__Extracted text__:
Innovations in Agriculture by Navya

INNOVATIONS IN AGRICULTURE

Agriculture is the back bone of Indian economy. It is called as “Gambling with the monsoons” Agriculture is the branch of applied science. The term agriculture has been derived from the Latin words ‘ager’ meaning land or field and ‘cultura’ which means cultivation i.e. the science and art of producing crops and live stock for economic purposes. It is also referred as the science of producing crops and live stock from the natural resources of the earth. The primary aim of agriculture is to produce more abundantly and at the same time, to protect it from deterioration and misuse. The diverse branches of agriculture are as follows; agronomy, horticulture, entomology, plant pathology, plant physiology, soil chemistry, agricultural economics, agricultural extension, agricultural engineering, plant breeding and animal husbandry.

Development of Agriculture

Early man depended on hunting, fishing and food gathering. To this day some groups still pursue this simple way of life. However, as various groups of men undertook deliberate cultivation of wild plants and domestication of wild animals, agriculture came into being. Cultivation of crops, notably grains such as wheat, rice, barley and millets, encouraged settlement of stable farm communities, some of which grew into a town or city in various parts of the world. Early agricultural implements-digging stick, hoe, scythe and plough-developed slowly over the centuries and each innovation caused profound changes in human life. From early times too, men created indigenous systems of irrigation especially in semi-arid areas and regions of periodic rainfall.

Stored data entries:
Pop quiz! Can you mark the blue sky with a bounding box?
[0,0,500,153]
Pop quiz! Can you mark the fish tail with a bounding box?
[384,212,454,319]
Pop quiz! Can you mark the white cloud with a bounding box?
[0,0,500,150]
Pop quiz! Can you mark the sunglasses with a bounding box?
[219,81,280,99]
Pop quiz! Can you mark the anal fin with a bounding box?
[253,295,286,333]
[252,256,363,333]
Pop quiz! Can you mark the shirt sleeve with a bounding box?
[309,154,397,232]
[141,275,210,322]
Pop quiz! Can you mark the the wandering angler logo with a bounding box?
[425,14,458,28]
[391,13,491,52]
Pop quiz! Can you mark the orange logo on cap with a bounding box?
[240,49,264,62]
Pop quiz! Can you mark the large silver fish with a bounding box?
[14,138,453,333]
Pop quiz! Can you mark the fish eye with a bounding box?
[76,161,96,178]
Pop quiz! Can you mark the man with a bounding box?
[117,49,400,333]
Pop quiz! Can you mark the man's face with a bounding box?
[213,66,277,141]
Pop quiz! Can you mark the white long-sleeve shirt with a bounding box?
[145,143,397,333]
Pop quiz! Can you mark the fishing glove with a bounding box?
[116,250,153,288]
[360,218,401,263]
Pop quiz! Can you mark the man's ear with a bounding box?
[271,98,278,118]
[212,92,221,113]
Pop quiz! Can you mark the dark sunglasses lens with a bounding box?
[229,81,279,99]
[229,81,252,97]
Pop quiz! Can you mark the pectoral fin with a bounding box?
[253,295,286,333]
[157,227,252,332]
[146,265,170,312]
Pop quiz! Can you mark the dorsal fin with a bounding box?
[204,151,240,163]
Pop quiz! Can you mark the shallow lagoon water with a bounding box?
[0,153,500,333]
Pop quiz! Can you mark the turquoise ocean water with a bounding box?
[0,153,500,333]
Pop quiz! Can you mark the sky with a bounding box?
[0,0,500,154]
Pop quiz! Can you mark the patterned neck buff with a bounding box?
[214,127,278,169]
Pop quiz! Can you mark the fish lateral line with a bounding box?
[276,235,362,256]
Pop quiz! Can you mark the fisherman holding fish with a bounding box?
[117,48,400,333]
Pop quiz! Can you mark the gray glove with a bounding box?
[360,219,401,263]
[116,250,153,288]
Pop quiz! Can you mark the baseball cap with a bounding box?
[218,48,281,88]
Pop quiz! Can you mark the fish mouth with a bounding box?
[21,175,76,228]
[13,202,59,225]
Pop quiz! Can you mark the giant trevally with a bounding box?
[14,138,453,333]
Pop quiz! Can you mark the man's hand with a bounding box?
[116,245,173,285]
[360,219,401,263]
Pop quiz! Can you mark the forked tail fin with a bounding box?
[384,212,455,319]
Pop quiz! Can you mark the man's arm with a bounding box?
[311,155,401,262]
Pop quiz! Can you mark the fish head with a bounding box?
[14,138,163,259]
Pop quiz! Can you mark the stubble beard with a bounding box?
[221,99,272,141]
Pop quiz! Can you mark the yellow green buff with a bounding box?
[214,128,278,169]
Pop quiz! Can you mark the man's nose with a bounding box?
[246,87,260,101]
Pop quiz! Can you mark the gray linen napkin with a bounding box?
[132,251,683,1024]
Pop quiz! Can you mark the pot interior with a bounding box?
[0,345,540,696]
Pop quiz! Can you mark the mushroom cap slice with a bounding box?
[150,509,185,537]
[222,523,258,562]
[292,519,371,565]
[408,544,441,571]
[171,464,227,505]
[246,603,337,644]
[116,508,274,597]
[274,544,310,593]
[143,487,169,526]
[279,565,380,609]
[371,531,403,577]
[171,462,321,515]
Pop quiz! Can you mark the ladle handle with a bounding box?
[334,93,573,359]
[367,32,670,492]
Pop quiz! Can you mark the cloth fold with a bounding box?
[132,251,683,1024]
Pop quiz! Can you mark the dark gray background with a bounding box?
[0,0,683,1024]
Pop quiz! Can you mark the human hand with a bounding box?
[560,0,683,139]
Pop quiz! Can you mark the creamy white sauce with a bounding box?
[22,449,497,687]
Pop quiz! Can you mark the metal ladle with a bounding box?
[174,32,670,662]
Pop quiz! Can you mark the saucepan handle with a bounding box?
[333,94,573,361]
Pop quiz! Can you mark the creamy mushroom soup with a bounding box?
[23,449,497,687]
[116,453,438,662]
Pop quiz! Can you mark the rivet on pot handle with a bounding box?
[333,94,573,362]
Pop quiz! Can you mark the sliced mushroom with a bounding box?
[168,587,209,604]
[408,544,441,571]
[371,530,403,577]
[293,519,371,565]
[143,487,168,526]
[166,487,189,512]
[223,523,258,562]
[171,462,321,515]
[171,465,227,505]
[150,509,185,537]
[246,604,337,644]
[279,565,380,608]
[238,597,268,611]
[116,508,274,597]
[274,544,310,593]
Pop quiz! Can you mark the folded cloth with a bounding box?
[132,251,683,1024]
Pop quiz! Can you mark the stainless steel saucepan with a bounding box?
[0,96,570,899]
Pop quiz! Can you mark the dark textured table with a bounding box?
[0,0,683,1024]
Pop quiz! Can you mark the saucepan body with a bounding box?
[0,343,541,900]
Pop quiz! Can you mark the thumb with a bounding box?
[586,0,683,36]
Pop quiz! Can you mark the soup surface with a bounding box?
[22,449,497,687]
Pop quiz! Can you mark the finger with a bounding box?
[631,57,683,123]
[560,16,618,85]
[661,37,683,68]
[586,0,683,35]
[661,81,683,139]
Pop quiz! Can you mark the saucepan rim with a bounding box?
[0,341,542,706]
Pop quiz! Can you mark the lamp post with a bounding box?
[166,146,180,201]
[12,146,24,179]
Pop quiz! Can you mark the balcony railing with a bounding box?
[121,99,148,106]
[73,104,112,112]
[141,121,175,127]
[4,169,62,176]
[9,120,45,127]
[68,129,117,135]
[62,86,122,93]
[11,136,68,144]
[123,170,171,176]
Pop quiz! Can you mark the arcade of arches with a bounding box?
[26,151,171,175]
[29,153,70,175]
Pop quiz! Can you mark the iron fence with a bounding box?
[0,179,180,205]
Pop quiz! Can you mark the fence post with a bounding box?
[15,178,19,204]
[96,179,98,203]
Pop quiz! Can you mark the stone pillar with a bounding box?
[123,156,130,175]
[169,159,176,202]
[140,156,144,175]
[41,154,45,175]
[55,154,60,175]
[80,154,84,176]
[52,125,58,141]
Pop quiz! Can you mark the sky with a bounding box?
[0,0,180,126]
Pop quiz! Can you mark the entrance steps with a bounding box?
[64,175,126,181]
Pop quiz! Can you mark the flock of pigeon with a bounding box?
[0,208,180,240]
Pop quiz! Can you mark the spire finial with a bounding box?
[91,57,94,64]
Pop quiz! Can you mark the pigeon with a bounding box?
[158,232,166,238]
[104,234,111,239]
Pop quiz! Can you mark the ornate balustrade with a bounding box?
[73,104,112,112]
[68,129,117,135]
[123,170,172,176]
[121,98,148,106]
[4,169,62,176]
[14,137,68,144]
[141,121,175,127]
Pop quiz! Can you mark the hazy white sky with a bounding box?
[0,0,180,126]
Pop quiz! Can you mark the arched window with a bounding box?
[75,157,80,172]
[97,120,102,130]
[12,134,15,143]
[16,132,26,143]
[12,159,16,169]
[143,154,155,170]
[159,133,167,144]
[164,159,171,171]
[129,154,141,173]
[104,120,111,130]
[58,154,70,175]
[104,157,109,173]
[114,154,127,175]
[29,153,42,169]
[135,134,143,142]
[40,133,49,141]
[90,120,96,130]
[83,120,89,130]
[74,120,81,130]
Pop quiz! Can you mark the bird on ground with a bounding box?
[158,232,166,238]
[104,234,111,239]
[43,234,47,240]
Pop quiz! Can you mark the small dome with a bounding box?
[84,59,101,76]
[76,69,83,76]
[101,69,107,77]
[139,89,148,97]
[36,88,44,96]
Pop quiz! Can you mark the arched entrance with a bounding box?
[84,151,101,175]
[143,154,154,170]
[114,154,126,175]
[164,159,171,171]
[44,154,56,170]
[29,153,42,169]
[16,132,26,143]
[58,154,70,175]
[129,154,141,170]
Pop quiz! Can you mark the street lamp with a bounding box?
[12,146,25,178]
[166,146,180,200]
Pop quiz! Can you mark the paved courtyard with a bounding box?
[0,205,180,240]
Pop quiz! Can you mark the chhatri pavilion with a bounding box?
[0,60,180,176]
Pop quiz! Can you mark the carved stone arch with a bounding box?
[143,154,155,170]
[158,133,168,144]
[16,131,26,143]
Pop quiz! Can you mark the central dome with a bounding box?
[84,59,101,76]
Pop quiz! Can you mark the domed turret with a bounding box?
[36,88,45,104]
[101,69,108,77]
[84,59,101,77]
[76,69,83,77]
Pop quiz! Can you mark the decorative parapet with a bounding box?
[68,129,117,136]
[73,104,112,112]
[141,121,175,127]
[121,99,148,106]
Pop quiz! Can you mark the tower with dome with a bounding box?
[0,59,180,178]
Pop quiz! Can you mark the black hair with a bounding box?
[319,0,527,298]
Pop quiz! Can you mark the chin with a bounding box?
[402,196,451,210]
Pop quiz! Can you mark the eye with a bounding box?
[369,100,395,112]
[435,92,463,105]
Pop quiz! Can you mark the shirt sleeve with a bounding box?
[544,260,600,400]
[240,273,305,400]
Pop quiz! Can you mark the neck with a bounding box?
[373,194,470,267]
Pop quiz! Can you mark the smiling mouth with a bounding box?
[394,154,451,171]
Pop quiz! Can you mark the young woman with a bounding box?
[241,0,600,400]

__Exercise aim__: Name every early agricultural implement that the agriculture text lists.

__Solution to this exercise__: Digging stick, hoe, scythe, plough